((
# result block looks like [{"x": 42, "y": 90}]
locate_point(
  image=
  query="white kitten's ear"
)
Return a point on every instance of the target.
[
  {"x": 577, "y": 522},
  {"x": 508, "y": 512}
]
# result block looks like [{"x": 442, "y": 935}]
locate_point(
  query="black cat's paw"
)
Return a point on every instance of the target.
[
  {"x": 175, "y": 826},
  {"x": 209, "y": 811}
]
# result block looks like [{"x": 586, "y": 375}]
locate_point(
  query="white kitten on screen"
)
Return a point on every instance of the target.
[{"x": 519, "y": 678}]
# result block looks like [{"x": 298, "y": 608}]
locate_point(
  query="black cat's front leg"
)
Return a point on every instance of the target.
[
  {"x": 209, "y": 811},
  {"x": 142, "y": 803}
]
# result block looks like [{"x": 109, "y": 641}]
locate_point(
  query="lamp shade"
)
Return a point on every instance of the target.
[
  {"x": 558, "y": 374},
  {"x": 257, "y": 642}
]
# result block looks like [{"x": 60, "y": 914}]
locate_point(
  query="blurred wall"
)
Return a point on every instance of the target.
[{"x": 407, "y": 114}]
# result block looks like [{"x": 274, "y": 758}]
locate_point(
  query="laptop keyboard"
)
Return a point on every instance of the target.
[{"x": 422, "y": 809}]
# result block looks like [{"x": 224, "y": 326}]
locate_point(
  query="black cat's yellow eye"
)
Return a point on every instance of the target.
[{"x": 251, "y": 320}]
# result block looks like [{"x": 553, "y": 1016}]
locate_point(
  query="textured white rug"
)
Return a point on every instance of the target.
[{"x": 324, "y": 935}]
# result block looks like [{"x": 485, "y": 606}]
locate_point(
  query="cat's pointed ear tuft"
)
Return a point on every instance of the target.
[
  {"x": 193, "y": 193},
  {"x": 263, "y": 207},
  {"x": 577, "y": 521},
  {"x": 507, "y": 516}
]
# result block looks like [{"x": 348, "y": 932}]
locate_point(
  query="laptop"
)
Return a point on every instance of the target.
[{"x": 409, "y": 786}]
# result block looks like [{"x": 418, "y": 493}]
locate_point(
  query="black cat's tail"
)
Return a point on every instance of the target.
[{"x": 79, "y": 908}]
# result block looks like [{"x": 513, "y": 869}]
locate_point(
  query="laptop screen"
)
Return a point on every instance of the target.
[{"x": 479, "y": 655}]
))
Which lines in the records above contain the word "kitten"? Copy each of them in full.

Correct output:
  query="white kitten's ear"
  query="white kitten on screen"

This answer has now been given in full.